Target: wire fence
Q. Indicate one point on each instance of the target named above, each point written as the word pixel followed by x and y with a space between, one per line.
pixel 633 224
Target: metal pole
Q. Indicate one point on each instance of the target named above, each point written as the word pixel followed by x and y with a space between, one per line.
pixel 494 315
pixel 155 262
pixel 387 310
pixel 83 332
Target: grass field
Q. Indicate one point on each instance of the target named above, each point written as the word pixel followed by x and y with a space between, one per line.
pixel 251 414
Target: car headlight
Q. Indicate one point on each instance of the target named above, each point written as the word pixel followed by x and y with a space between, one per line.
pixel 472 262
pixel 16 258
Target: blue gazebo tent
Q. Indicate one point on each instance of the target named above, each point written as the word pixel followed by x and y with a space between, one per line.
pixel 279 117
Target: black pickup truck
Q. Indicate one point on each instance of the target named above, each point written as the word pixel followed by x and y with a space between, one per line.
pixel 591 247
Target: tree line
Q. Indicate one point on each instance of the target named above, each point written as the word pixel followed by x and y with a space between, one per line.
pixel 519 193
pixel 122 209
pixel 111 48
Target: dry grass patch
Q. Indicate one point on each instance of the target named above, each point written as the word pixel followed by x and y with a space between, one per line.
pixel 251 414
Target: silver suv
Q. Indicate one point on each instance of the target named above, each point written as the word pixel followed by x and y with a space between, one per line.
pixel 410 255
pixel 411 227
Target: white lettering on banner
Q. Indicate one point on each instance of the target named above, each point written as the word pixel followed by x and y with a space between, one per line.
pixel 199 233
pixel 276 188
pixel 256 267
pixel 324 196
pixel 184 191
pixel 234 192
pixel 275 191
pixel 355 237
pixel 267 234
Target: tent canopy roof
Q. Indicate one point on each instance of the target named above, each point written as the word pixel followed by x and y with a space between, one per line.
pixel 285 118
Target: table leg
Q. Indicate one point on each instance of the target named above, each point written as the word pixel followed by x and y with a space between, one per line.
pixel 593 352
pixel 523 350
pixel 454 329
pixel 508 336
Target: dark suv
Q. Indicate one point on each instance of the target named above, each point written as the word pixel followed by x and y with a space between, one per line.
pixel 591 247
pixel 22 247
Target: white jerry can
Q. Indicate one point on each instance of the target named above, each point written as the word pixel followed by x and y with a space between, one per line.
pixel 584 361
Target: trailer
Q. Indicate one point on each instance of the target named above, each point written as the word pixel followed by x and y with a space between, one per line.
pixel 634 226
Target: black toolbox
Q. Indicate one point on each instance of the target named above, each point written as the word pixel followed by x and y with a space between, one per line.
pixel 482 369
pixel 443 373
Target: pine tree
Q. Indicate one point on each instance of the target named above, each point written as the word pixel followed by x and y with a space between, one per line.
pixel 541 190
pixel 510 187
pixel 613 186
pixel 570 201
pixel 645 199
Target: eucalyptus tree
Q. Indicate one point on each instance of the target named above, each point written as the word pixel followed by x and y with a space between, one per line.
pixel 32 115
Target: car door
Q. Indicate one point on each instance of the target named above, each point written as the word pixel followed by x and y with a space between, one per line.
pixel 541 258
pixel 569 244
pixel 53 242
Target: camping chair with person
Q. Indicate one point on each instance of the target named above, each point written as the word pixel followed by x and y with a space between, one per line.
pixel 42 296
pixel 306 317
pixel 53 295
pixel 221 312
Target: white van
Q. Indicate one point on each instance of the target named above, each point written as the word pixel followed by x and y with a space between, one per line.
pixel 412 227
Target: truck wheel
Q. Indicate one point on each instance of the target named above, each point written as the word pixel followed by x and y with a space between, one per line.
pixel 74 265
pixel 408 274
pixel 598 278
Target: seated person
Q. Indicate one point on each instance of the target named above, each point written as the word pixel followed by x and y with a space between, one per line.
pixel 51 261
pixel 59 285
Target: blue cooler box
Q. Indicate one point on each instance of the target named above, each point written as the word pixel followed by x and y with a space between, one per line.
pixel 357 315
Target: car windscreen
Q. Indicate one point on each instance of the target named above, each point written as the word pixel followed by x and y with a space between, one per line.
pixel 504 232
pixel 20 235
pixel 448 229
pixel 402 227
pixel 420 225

::::::::::

◆ JOB: Please convert every line of the rows above into a JSON list of strings, one string per line, leaving out any blank lines.

◆ CORRECT OUTPUT:
[
  "Target: wire fence",
  "Q. Indicate one point on each instance of the target named above, each point written as the word pixel followed by x and y with a space between, one per line.",
  "pixel 633 224",
  "Target: metal pole",
  "Q. Indicate one point on each instance of the target named above, each point written as the word pixel followed by x and y with a space between, one per line.",
  "pixel 494 315",
  "pixel 155 262",
  "pixel 387 310",
  "pixel 83 332",
  "Target: grass field",
  "Q. Indicate one point on each instance of the target named above, each point written as the word pixel followed by x and y with a space between, one per line.",
  "pixel 251 414",
  "Target: car headlight",
  "Q. Indicate one point on each instance of the target named above, each point written as the word pixel followed by x and y with a space between, one per line.",
  "pixel 472 262",
  "pixel 16 258",
  "Target: blue gazebo tent",
  "Q. Indicate one point on each instance of the target named above, each point written as the word pixel followed by x and y with a space between, one per line.",
  "pixel 279 117",
  "Target: black pickup truck",
  "Q. Indicate one point on each instance of the target named above, each point written as the word pixel followed by x and y with a space between, one per line.",
  "pixel 591 247",
  "Target: tree line",
  "Q. Indicate one point on each instance of the target named above, each point written as the word pixel followed by x and y with a space between, one per line.",
  "pixel 519 193",
  "pixel 122 209",
  "pixel 111 48",
  "Target: dry grass patch",
  "Q. Indicate one point on each instance of the target named above, each point written as the word pixel followed by x and y with a space between, one per line.",
  "pixel 251 414",
  "Target: silver suv",
  "Q. Indicate one point on each instance of the target named above, each point written as the word pixel followed by x and y with a space between, one per line.",
  "pixel 410 255",
  "pixel 411 227",
  "Target: white lettering on banner",
  "Q. Indicate one point on each instance of the target named above, each point written as the word pixel followed by x and y with a space between, one per line.",
  "pixel 199 233",
  "pixel 276 188",
  "pixel 256 267",
  "pixel 324 196",
  "pixel 184 191",
  "pixel 234 192",
  "pixel 275 191",
  "pixel 355 237",
  "pixel 267 234",
  "Target: tent canopy roof",
  "Q. Indicate one point on each instance of the target named above, each point written as the word pixel followed by x and y with a space between, one per line.",
  "pixel 285 118",
  "Target: table leg",
  "Q. Indicate one point on each instance of the target named above, each point written as the word pixel followed by x and y with a space between, one per line.",
  "pixel 593 352",
  "pixel 523 350",
  "pixel 454 329",
  "pixel 508 336",
  "Target: dark suv",
  "Q. Indicate one point on each instance of the target named above, each point written as the word pixel followed by x and y with a space between, one per line.",
  "pixel 591 247",
  "pixel 22 247",
  "Target: white jerry can",
  "Q. Indicate one point on each instance of the target named above, each point written as the word pixel followed by x and y with a space between, one per line.",
  "pixel 584 361",
  "Target: trailer",
  "Q. Indicate one point on each instance of the target named above, each point written as the word pixel followed by x and y with a space between, one per line.",
  "pixel 634 226",
  "Target: black toolbox",
  "Q. Indicate one point on each instance of the target named above, each point written as the word pixel followed by x and y with a space between, one per line.",
  "pixel 482 369",
  "pixel 443 373",
  "Target: pine tree",
  "Q. Indicate one point on each instance of the target named above, each point written as the word pixel followed by x and y with a space between, one per line.",
  "pixel 541 190",
  "pixel 510 187",
  "pixel 613 186",
  "pixel 570 201",
  "pixel 645 199",
  "Target: eucalyptus tree",
  "Q. Indicate one point on each instance of the target named above, each point written as the word pixel followed by x and y with a space between, one per line.",
  "pixel 32 115",
  "Target: car door",
  "Q. Indicate one point on each instance of the target named above, each point written as the word pixel followed by x and y with a space between, one per line.",
  "pixel 541 258",
  "pixel 569 244",
  "pixel 53 242",
  "Target: camping chair with person",
  "Q. Indicate one point on each instance of the target named above, each point written as the word pixel followed by x and y with a space between, one per line.",
  "pixel 42 296",
  "pixel 306 317",
  "pixel 53 295",
  "pixel 221 312",
  "Target: white van",
  "Q. Indicate one point on each instance of the target named above, each point written as the word pixel followed by x and y with a space between, one per line.",
  "pixel 412 227",
  "Target: truck wheel",
  "Q. Indicate one point on each instance of the target named above, each point written as the word pixel followed by x and y with a space between, one per line.",
  "pixel 74 265",
  "pixel 408 274",
  "pixel 598 278",
  "Target: seated person",
  "Q. Indicate one point on each instance of the target named above, each point written as the word pixel followed by x and y with a space between, one per line.",
  "pixel 51 261",
  "pixel 59 285",
  "Target: blue cooler box",
  "Q. Indicate one point on each instance of the target named above, each point written as the word pixel followed by x and y with a space between, one per line.",
  "pixel 357 315",
  "Target: car windscreen",
  "Q. Indicate one point on each instance of the target named above, each point written as the word pixel followed by x and y with a space between, one per line.",
  "pixel 504 232",
  "pixel 20 235",
  "pixel 448 229",
  "pixel 402 227",
  "pixel 420 225"
]